I’m speaking at Stockton today about weblogs, the real talk that the audio conference a few weeks ago was leading up to. Here are the links I’ll be using.

Weblogs can be personal journals, learning journals, they’re searchable, etc – but most importantly: they’re networked. They cluster through links. Hundreds of different tools are developed for sorting the weblogs: Technorati, Blogdex, etc.

Weblogs as a tool for thinking and writing

From Rebecca Blood’s famous essay on weblogs:

Shortly after I began producing Rebecca’s Pocket I noticed two side effects I had not expected. First, I discovered my own interests. I thought I knew what I was interested in, but after linking stories for a few months I could see that I was much more interested in science, archaeology, and issues of injustice than I had realized. More importantly, I began to value more highly my own point of view. In composing my link text every day I carefully considered my own opinions and ideas, and I began to feel that my perspective was unique and important.

##############################

**Problems to solve**
- 1) In the post on weblogs, which three subjects did Rebecca Blood discover she was more interested in than she had realized?
- 2) Retype the entries below, from the line containing "If you would be willing to mark the microphone stand" through the end of the entries.

##############################

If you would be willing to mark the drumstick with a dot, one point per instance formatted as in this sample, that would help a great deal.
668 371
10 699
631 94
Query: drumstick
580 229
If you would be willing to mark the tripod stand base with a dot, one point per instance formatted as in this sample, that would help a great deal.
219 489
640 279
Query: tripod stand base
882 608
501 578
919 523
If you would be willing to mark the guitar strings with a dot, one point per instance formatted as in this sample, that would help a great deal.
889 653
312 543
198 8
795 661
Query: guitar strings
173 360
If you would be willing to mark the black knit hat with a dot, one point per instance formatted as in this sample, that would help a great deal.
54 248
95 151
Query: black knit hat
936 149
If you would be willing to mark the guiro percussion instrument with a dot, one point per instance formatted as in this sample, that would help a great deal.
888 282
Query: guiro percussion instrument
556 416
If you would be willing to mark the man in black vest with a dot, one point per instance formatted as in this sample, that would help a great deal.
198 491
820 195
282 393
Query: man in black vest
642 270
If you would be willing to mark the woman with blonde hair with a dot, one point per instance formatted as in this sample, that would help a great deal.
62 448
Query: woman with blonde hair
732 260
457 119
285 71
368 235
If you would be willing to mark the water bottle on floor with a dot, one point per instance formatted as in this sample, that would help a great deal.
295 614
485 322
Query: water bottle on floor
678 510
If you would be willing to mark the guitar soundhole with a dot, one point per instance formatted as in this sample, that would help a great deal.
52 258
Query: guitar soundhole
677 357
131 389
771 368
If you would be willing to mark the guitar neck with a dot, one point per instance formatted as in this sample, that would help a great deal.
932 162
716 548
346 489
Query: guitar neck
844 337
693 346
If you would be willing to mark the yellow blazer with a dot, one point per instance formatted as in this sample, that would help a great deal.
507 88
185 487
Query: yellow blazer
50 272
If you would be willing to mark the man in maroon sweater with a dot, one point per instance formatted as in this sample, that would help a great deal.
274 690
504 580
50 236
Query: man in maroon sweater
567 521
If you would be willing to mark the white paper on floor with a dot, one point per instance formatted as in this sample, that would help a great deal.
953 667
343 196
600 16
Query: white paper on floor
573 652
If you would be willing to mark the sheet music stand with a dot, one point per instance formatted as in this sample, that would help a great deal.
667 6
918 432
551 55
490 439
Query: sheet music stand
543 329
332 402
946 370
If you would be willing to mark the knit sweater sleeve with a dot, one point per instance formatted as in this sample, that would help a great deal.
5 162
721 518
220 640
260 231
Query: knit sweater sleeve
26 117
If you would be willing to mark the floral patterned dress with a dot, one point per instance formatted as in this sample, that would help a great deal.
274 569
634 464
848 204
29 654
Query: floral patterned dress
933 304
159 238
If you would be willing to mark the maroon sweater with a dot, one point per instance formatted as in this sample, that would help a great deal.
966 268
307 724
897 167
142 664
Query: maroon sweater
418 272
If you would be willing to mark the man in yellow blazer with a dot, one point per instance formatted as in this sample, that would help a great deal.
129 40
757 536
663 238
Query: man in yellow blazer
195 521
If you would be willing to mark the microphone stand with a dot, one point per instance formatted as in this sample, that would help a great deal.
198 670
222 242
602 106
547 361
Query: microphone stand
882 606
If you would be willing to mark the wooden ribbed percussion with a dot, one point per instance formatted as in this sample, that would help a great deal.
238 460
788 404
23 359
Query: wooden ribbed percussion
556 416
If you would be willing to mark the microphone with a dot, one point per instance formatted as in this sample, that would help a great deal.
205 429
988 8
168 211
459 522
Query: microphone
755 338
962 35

##############################

**The results**
- 1) Science, archaeology, and issues of injustice.

- 2)
If you would be willing to mark the microphone stand with a dot, one point per instance formatted as in this sample, that would help a great deal.
198 670
222 242
602 106
547 361
Query: microphone stand
882 606
If you would be willing to mark the wooden ribbed percussion with a dot, one point per instance formatted as in this sample, that would help a great deal.
238 460
788 404
23 359
Query: wooden ribbed percussion
556 416
If you would be willing to mark the microphone with a dot, one point per instance formatted as in this sample, that would help a great deal.
205 429
988 8
168 211
459 522
Query: microphone
755 338
962 35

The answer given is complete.